Manual 3.8s were the criminal choice, but the law preferred smaller engines and auto ’boxes. Le Mans triumphs gave Jaguar macho credibility inadvertently embraced by the underworld. Responsive chassis, abundant power and room for four – along with their weapons and swag – made the Mk2 an ideal criminal steed. Sam ‘The Steer’ reels in the torquey straight-six as the Mk2 surges through Blackwall Tunnel.


 

Owning a manual Jaguar Mk2 3.8

‘Before buying this Mk2 I was actually looking for an E-type, but all the good ones were out of my price range,’ says Simon Edwards. ‘I have an Austin-Healey 3000 that’s needed restoration for a long time now, and wanted another classic sports car while I worked on it.

‘This does everything I’d want of an E-type – it has the same engine and the shape is just as iconic, but with more room. It’s been retrospectively fitted with power steering, as many were in period, and being a late one it has the slicker Jaguar-made gearbox. It all makes it more usable while retaining its Sixties character. I still haven’t got round to restoring the ’Healey!’


TECHNICAL DATA FILE SPECIFICATIONS 1966 Jaguar Mk2 3.8

Engine 3781cc in-line six-cylinder, dohc, two SU HS8 carburettors

Max power 220bhp @ 5500rpm

Max torque 240lb ft @ 3000rpm

Transmission Four-speed manual with Laycock de Normanville overdrive, rear-wheel drive

Steering Recirculating ball, optional power assistance

Suspension Front: independent, wishbones, coil springs, telescopic dampers, anti-roll bar. Rear: live axle, semi-elliptic leaf springs, radius arms, Panhard rod, telescopic dampers

Brakes Servo-assisted discs front and rear

Weight 1519kg (3350lb)

→ EXERCISE MATERIAL:
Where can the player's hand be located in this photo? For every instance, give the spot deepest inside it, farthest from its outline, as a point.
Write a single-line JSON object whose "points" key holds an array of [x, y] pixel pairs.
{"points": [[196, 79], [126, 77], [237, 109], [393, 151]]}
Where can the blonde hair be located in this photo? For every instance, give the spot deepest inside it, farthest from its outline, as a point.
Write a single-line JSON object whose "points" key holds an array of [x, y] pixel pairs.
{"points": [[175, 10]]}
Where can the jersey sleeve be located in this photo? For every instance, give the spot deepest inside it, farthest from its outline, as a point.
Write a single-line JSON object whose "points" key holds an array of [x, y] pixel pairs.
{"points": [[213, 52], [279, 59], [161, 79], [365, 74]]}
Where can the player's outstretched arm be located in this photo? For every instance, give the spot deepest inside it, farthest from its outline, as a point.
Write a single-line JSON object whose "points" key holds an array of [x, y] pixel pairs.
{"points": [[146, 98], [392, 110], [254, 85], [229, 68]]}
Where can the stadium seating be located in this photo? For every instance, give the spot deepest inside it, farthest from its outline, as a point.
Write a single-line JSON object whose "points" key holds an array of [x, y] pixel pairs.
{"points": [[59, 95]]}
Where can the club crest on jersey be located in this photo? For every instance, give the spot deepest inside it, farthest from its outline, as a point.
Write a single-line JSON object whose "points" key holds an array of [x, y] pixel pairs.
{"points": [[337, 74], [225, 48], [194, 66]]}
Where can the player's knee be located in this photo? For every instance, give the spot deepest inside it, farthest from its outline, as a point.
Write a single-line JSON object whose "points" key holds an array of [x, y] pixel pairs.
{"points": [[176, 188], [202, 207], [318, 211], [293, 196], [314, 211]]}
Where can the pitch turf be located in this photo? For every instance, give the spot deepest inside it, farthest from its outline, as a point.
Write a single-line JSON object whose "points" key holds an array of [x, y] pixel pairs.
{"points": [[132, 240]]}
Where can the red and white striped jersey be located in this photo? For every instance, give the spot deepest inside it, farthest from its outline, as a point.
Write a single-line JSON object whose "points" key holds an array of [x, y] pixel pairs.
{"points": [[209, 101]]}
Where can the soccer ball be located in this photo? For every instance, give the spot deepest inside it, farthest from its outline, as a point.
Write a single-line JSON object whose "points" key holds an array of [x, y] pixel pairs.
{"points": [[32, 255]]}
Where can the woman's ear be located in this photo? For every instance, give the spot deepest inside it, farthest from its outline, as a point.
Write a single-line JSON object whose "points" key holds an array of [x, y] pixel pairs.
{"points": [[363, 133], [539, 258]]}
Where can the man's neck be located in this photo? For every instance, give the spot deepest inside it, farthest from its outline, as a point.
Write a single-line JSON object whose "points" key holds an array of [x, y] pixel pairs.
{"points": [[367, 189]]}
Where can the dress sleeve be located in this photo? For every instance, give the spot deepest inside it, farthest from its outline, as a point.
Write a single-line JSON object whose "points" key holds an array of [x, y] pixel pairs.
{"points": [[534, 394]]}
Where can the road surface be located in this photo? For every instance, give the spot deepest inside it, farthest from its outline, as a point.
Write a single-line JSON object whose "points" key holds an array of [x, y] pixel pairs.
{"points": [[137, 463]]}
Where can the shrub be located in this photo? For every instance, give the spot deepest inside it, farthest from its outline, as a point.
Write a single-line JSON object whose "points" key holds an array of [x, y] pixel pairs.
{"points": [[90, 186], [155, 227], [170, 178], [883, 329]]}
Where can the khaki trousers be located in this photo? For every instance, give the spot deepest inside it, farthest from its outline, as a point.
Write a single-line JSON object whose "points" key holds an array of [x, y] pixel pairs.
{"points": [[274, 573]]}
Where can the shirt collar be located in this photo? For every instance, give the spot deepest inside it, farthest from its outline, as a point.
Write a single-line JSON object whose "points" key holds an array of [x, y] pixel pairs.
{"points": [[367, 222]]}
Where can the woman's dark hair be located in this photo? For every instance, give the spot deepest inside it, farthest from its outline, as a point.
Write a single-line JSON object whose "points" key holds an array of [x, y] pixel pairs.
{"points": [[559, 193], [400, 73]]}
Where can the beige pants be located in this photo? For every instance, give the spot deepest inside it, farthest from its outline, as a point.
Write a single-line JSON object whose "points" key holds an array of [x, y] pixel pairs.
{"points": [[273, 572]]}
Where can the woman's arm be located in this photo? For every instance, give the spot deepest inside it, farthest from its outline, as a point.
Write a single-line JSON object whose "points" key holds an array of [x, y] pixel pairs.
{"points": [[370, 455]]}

→ REQUIREMENTS:
1) Please swap "spot" for "location" in the records from the line holding "Where can the shirt" through the end of the records, inclusive, and give back only those lines with nothing else altered.
2) Write the next part of the Jaguar Mk2 article, picking up after its last line.
The records have nothing to do with the Jaguar Mk2 article.

→ EXERCISE ANSWERS:
1)
Where can the shirt collar be located in this photo? For every instance, give the location deepest inside it, farthest from its outline, as a point.
Write a single-line JSON object whose "points" key holds an array of [x, y] pixel pairs.
{"points": [[367, 222]]}
Where can the woman's dark hair be located in this photo? For every instance, give the location deepest inside it, farthest from its outline, as a point.
Write a single-line JSON object whose "points" key holds an array of [x, y] pixel pairs.
{"points": [[559, 193], [400, 73]]}
Where can the beige pants be located in this photo? For every instance, give the location deepest inside it, farthest from its outline, as a point.
Write a single-line JSON object whose "points" key holds an array of [x, y] pixel pairs.
{"points": [[273, 572]]}
Where can the woman's arm be located in this photo? For every instance, give the location deepest inside it, farthest from its outline, as a point.
Write a single-line JSON object whose "points" key holds an array of [x, y] pixel pairs.
{"points": [[370, 455]]}

2)
Performance Top speed: 126mph; 0-60mph: 8.5sec

Fuel consumption 18mpg

Cost new £1842

Classic Cars Price Guide £12,500-£37,500


 

 

THE POLICE DRIVER ‘ALL FOUR WHEELS LEFT THE ROAD’

William John Smith drove a 2.4-litre Mk2 when on duty as a West Sussex Police traffic officer. Here he remembers racing Prince Philip, chasing planes and getting airborne. Words Sam Dawson.


William John Smith A former Police driver on life on the beat with the Mk2, including racing Prince Philip, chasing planes and redlining on public roads


‘I liked fast cars and enjoyed driving, so I volunteered for the Traffic Department,’ says William John Smith as he recalls his early days thundering around the roads of West Sussex. ‘I’d joined the West Sussex Constabulary on 6 October 1956, first as a beat officer at Horsham, then Crawley, when the first personal radios were introduced. When I was at Horsham I had a temporary post as a driver where the liveried options were a Riley Pathfinder and a Jaguar MkI, and the plain car – used for monitoring criminal activity at night – was a Morris Oxford, just one car with a traffic officer and someone from CID covering the county from 6pm until 2am.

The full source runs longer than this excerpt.